Exercise brief -
Print exactly and only the lines that run from the one containing "If you could pick out the star-shaped" through the end of the material, please, omitting pictures.

Dataset entries -
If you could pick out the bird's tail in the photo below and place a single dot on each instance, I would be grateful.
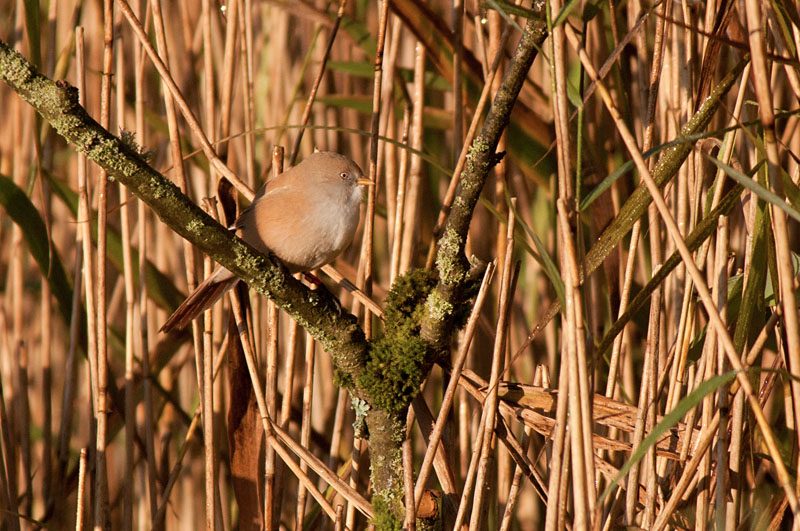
(201, 299)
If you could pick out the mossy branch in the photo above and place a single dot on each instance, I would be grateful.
(451, 263)
(316, 311)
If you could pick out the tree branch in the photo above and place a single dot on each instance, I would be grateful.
(451, 263)
(316, 311)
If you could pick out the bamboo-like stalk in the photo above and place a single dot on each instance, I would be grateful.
(272, 378)
(696, 276)
(410, 522)
(498, 358)
(130, 301)
(447, 399)
(305, 426)
(410, 219)
(101, 479)
(315, 85)
(80, 511)
(760, 79)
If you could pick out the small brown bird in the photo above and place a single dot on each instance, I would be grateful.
(306, 216)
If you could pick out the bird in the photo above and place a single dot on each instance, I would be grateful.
(306, 217)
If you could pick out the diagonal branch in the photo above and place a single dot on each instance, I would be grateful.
(317, 311)
(451, 263)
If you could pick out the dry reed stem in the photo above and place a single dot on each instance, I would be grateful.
(312, 93)
(79, 513)
(186, 111)
(305, 425)
(698, 280)
(447, 399)
(498, 357)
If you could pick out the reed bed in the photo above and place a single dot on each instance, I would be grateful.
(621, 350)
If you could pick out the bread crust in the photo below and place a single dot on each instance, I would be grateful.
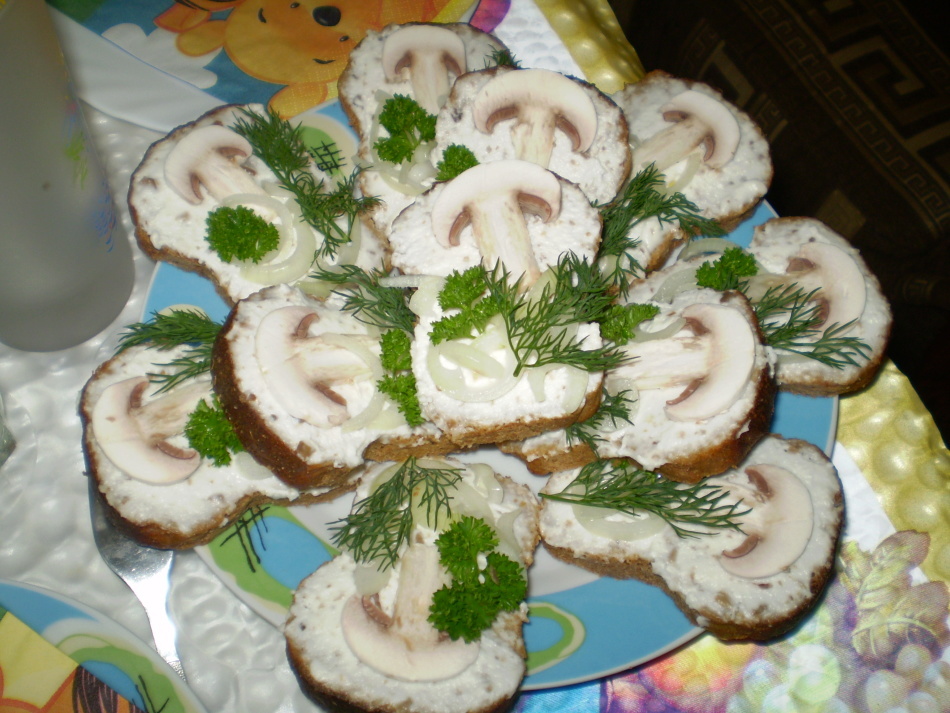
(621, 561)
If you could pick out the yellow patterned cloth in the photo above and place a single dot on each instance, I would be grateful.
(36, 676)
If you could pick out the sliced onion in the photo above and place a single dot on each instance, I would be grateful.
(426, 296)
(451, 380)
(250, 468)
(289, 269)
(486, 482)
(679, 281)
(576, 391)
(615, 525)
(507, 539)
(354, 343)
(692, 163)
(705, 246)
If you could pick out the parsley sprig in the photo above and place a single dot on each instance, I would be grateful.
(380, 524)
(477, 594)
(409, 126)
(788, 315)
(399, 383)
(619, 485)
(209, 432)
(169, 330)
(280, 145)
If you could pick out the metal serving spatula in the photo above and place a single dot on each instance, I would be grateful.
(147, 572)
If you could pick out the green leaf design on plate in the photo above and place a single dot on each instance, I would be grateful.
(235, 551)
(572, 636)
(157, 690)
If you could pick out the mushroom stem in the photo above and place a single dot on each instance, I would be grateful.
(712, 357)
(428, 53)
(209, 157)
(827, 270)
(493, 198)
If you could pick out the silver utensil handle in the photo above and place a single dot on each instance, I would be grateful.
(164, 631)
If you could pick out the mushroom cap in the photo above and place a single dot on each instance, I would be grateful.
(135, 442)
(204, 156)
(780, 527)
(277, 343)
(731, 354)
(509, 94)
(719, 130)
(428, 53)
(842, 284)
(537, 191)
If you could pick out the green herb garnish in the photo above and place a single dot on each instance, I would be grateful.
(613, 409)
(281, 146)
(456, 159)
(238, 233)
(501, 57)
(789, 319)
(619, 485)
(370, 302)
(399, 383)
(165, 331)
(621, 321)
(380, 524)
(640, 200)
(476, 595)
(727, 271)
(409, 126)
(788, 315)
(209, 432)
(535, 324)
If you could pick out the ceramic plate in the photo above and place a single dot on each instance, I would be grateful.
(113, 654)
(582, 627)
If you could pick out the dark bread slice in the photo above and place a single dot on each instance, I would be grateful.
(177, 515)
(336, 678)
(300, 453)
(728, 194)
(728, 606)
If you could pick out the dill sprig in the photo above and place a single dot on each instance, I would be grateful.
(619, 485)
(280, 145)
(172, 329)
(370, 302)
(613, 409)
(380, 524)
(536, 326)
(640, 200)
(789, 318)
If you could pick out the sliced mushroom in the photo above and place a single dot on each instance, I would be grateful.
(840, 284)
(493, 198)
(405, 645)
(539, 101)
(428, 53)
(210, 157)
(302, 371)
(698, 120)
(712, 357)
(779, 529)
(135, 435)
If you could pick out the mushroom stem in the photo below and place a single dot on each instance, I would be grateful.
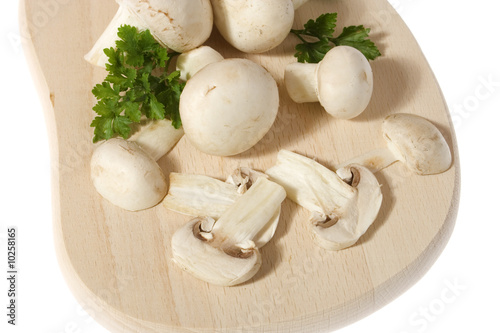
(189, 63)
(411, 139)
(374, 160)
(298, 3)
(250, 214)
(301, 82)
(157, 137)
(123, 16)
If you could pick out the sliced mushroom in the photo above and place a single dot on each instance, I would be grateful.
(224, 252)
(342, 82)
(178, 25)
(126, 173)
(412, 140)
(198, 195)
(341, 212)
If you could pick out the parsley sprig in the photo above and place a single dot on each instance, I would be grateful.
(317, 39)
(137, 84)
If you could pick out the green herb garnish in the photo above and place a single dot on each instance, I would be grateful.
(131, 89)
(317, 39)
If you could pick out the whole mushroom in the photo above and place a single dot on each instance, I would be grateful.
(411, 139)
(342, 82)
(228, 106)
(178, 25)
(126, 173)
(254, 26)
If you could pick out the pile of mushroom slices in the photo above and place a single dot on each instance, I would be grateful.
(232, 220)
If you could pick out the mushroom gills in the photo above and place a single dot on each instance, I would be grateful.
(224, 252)
(341, 211)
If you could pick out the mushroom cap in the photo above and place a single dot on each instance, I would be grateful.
(210, 263)
(253, 26)
(345, 82)
(179, 25)
(228, 106)
(355, 217)
(417, 142)
(126, 175)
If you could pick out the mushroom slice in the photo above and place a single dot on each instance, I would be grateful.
(126, 173)
(341, 212)
(178, 25)
(413, 140)
(199, 195)
(224, 252)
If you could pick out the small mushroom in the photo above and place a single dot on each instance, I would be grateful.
(341, 211)
(342, 82)
(254, 26)
(126, 173)
(178, 25)
(224, 252)
(413, 140)
(228, 106)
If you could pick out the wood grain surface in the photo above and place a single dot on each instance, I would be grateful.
(118, 264)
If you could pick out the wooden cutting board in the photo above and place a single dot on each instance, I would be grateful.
(118, 264)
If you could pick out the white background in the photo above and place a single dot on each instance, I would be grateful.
(461, 42)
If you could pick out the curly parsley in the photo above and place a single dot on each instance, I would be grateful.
(317, 39)
(137, 84)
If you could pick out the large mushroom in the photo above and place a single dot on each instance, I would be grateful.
(178, 25)
(411, 139)
(341, 210)
(126, 173)
(254, 26)
(342, 82)
(228, 105)
(224, 252)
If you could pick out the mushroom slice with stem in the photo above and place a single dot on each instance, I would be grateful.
(341, 212)
(411, 139)
(178, 25)
(224, 252)
(126, 173)
(199, 195)
(342, 82)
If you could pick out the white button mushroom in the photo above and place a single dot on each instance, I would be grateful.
(341, 212)
(224, 252)
(342, 82)
(126, 173)
(228, 106)
(178, 25)
(412, 140)
(254, 26)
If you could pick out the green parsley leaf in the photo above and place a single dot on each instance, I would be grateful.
(357, 37)
(322, 27)
(317, 39)
(312, 52)
(137, 85)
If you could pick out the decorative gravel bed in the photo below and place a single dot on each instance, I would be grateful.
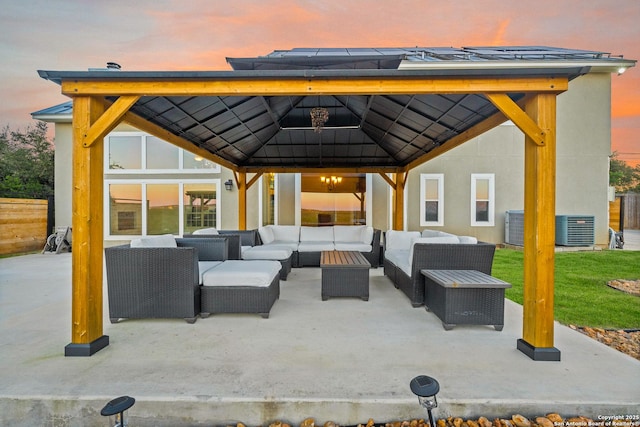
(625, 341)
(548, 420)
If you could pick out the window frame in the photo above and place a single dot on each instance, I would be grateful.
(217, 182)
(143, 158)
(439, 177)
(491, 201)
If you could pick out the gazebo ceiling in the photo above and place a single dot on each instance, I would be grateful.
(276, 131)
(363, 130)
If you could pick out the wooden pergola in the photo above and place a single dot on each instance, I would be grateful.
(102, 100)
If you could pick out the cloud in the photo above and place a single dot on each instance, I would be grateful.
(199, 34)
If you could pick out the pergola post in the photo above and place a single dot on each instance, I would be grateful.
(87, 224)
(241, 181)
(539, 233)
(398, 211)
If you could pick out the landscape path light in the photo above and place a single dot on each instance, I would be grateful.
(117, 407)
(426, 389)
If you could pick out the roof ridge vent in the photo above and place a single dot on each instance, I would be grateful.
(111, 66)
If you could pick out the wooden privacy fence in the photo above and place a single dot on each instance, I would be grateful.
(23, 225)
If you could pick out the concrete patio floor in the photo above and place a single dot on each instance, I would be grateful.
(343, 360)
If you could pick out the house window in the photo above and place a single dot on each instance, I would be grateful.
(125, 209)
(163, 209)
(482, 200)
(138, 152)
(432, 199)
(160, 207)
(341, 201)
(200, 203)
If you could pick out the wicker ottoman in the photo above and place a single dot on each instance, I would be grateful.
(237, 286)
(465, 297)
(271, 252)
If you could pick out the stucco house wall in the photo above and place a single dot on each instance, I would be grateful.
(583, 149)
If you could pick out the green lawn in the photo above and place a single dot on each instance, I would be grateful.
(582, 296)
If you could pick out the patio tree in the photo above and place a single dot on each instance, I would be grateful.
(26, 163)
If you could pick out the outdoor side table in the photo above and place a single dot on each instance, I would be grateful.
(344, 274)
(465, 297)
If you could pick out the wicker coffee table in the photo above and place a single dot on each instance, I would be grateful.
(465, 297)
(344, 274)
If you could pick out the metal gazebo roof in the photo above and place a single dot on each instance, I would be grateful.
(375, 130)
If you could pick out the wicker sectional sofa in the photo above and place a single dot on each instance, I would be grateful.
(407, 252)
(307, 243)
(163, 277)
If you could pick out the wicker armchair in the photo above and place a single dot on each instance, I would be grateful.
(439, 256)
(158, 282)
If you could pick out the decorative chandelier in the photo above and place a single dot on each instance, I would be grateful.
(331, 181)
(319, 116)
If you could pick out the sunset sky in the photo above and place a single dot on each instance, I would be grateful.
(171, 35)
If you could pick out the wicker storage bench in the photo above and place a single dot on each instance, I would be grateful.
(240, 287)
(344, 274)
(465, 297)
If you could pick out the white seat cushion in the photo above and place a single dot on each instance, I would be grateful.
(204, 266)
(353, 246)
(348, 233)
(468, 240)
(399, 239)
(206, 231)
(316, 246)
(266, 234)
(316, 234)
(267, 252)
(162, 241)
(285, 233)
(293, 246)
(242, 273)
(397, 256)
(450, 239)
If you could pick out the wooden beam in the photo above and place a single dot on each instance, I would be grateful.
(285, 86)
(87, 226)
(254, 179)
(398, 211)
(241, 180)
(513, 112)
(326, 171)
(386, 178)
(109, 119)
(539, 232)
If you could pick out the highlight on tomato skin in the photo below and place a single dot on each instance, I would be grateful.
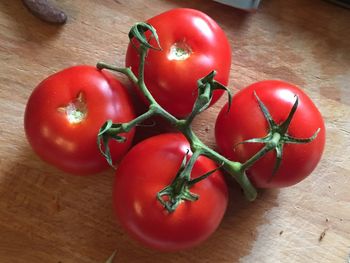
(193, 45)
(65, 112)
(245, 121)
(146, 169)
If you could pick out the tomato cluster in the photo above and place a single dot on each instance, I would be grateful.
(65, 112)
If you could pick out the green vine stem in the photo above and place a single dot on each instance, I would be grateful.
(179, 188)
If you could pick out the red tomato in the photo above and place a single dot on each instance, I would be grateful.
(193, 45)
(149, 167)
(64, 114)
(245, 120)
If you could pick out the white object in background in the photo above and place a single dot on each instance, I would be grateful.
(241, 4)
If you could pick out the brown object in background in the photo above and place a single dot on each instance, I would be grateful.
(46, 11)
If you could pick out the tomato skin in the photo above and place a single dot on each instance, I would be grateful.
(68, 146)
(173, 83)
(149, 167)
(245, 121)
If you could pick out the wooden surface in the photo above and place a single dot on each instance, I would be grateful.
(48, 216)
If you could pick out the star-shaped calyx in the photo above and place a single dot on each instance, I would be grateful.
(276, 137)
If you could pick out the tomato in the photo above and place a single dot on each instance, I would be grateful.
(149, 167)
(64, 113)
(192, 45)
(245, 120)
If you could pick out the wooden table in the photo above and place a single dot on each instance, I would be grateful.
(49, 216)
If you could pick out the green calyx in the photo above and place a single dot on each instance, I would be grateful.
(178, 190)
(276, 137)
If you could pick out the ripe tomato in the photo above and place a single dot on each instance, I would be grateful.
(149, 167)
(193, 45)
(245, 120)
(64, 113)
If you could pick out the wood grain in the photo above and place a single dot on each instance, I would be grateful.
(49, 216)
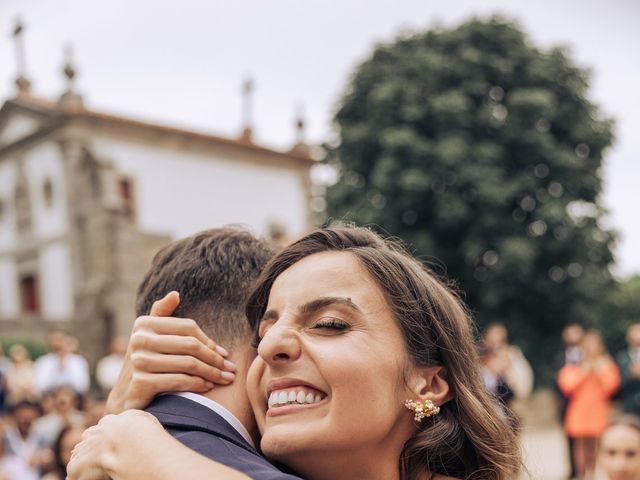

Solution to the problem -
If you could pick out the star-shaped calyx in the photo above and place a single dot on each instance, I would be grateful.
(276, 137)
If you could pick out the tomato in the photo above and place a single dot on each instance, I would be grateful.
(149, 167)
(64, 113)
(192, 45)
(245, 120)
If you could pick out the wooden table in the photo above and place a single dot on each instance, I would be grateful.
(49, 216)
If you could pick out the green calyx in the photo above and place a single dot on each instance, I would be grateful.
(178, 190)
(276, 137)
If you could pick out the ripe tomato in the photo above and place a single dot on each instance, I would be grateful.
(149, 167)
(193, 45)
(245, 120)
(64, 113)
If you could pick out the wood grain in the photo above and place a single dot on each instance, I would be grateful.
(49, 216)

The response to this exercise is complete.